WHAT YOU NEED TO DO —
Nothing but the text of the records belongs in your answer: repeat all of it exactly and leave out the images.

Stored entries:
┏━━

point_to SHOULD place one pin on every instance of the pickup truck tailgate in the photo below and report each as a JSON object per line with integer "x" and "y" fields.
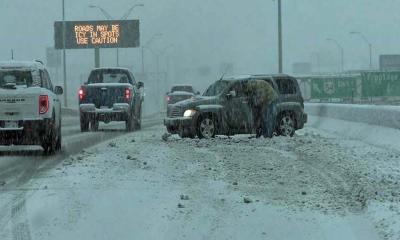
{"x": 18, "y": 105}
{"x": 105, "y": 95}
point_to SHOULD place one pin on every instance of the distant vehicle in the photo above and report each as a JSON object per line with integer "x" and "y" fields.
{"x": 110, "y": 94}
{"x": 180, "y": 93}
{"x": 30, "y": 110}
{"x": 223, "y": 109}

┗━━

ANSWER AREA —
point_to SHOULD place one pin on every instance of the pickup truck tailgate in the photo below and report each as a JSON object per line with integer "x" and "y" fields.
{"x": 18, "y": 105}
{"x": 105, "y": 95}
point_to SHOULD place one pin on every instance of the distant vehicle in the photo above and report each as a JSON object per line with integer "x" and "y" fields.
{"x": 110, "y": 94}
{"x": 180, "y": 93}
{"x": 30, "y": 110}
{"x": 223, "y": 109}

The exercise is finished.